** Exercise input follows **

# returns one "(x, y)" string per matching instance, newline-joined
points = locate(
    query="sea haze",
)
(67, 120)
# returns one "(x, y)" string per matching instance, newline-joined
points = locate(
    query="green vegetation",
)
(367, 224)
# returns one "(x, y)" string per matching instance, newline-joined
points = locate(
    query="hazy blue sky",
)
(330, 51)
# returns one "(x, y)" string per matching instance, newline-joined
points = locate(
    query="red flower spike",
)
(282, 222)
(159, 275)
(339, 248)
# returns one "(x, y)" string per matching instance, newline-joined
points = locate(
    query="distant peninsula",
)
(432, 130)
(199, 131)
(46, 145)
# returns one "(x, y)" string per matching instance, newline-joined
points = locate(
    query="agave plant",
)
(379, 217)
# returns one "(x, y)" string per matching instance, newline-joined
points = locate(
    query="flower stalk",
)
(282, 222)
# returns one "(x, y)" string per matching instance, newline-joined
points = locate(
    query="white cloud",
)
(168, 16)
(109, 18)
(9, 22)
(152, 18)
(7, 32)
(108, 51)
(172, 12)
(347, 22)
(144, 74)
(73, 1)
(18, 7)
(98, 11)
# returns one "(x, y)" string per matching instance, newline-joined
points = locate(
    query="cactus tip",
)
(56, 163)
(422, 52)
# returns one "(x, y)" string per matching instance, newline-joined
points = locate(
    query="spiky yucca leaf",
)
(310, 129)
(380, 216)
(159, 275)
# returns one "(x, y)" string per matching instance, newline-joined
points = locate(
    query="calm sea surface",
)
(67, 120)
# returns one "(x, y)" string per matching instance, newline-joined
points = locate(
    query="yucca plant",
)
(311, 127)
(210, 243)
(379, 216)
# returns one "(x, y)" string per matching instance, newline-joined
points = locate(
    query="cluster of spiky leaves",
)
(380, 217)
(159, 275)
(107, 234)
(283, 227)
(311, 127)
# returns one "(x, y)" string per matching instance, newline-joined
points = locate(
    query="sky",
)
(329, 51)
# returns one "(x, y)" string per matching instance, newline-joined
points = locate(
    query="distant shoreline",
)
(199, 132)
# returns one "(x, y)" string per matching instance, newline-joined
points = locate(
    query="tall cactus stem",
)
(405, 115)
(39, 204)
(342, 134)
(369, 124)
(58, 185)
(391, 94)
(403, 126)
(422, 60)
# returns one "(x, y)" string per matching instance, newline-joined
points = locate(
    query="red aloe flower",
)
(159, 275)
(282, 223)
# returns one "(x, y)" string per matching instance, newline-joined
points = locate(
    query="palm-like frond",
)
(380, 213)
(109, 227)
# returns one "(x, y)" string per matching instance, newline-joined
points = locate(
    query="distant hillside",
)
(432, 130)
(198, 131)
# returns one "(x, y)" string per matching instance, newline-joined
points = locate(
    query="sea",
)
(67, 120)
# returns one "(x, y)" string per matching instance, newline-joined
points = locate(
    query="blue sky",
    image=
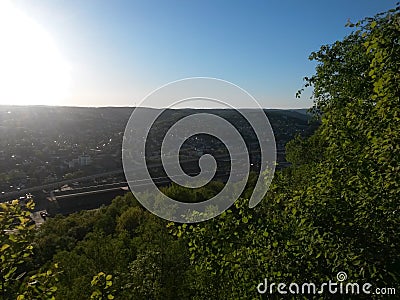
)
(119, 51)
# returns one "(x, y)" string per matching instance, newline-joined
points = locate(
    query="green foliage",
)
(17, 233)
(335, 209)
(102, 284)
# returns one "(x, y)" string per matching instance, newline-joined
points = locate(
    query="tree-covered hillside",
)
(335, 209)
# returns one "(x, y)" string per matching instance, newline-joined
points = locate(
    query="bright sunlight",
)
(32, 70)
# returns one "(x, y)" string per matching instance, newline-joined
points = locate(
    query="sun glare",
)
(32, 69)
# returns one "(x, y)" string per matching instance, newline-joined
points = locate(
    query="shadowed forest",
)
(335, 209)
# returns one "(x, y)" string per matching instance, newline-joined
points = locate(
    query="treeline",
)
(336, 209)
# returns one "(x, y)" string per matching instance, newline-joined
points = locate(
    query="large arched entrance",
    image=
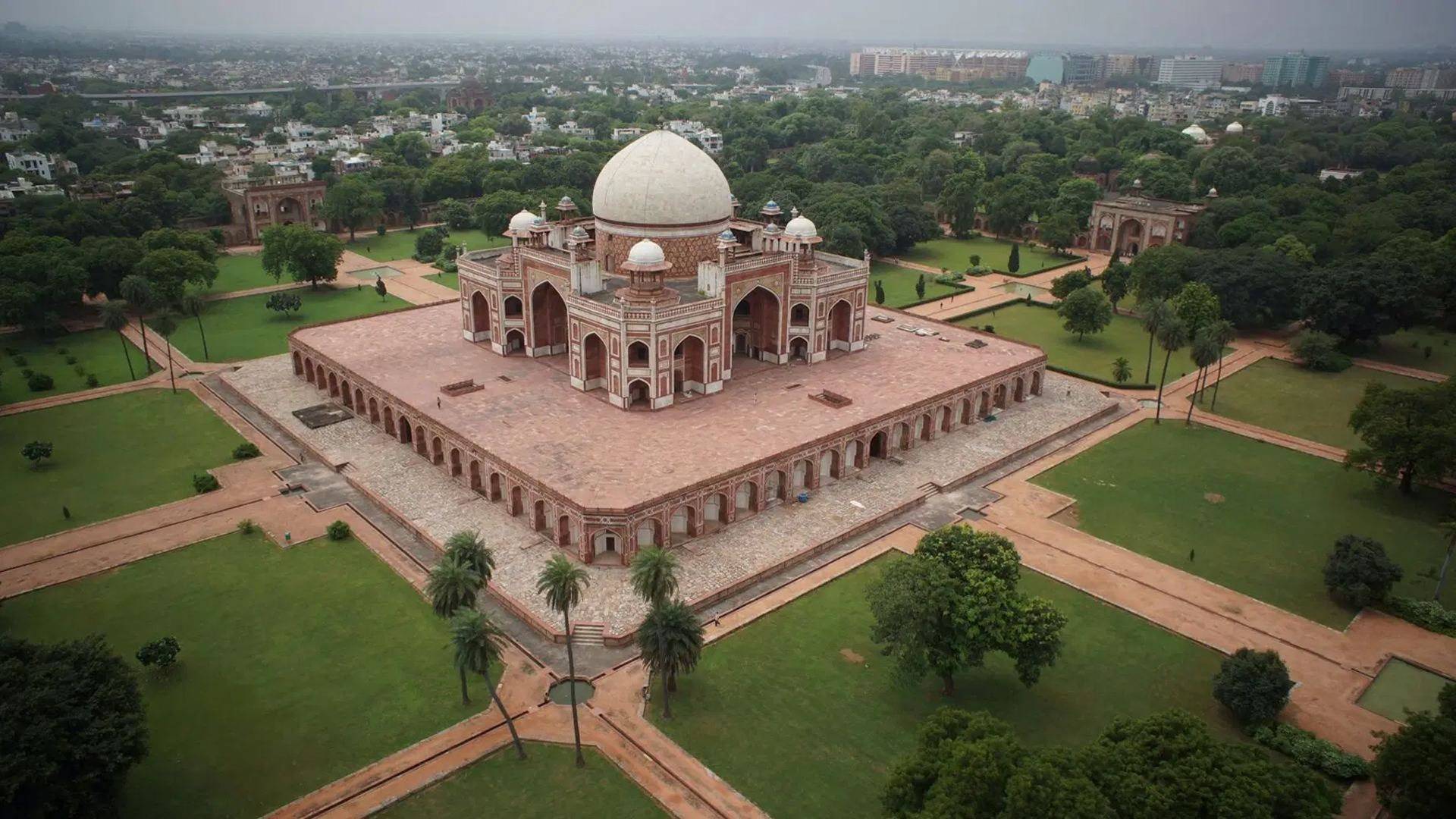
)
(756, 325)
(548, 321)
(689, 365)
(840, 318)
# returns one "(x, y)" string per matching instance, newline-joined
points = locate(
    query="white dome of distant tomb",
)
(661, 181)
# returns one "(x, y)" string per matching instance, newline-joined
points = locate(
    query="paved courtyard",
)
(427, 497)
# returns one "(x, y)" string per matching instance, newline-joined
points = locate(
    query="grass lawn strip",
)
(800, 710)
(1298, 401)
(546, 786)
(1261, 519)
(96, 352)
(245, 328)
(297, 667)
(112, 457)
(1401, 687)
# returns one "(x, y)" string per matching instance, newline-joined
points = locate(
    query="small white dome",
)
(647, 253)
(523, 221)
(800, 228)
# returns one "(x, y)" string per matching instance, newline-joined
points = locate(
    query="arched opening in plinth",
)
(683, 522)
(689, 365)
(593, 362)
(840, 321)
(548, 319)
(756, 316)
(514, 343)
(639, 395)
(479, 312)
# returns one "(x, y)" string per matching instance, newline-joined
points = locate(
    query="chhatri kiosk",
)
(660, 369)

** End of Exercise input **

• _What you have to do_: Look through the entries, and return every line that the word "spiky" appears in.

• _Solution_:
    query="spiky yucca leaf",
    query="cluster of spiky leaves",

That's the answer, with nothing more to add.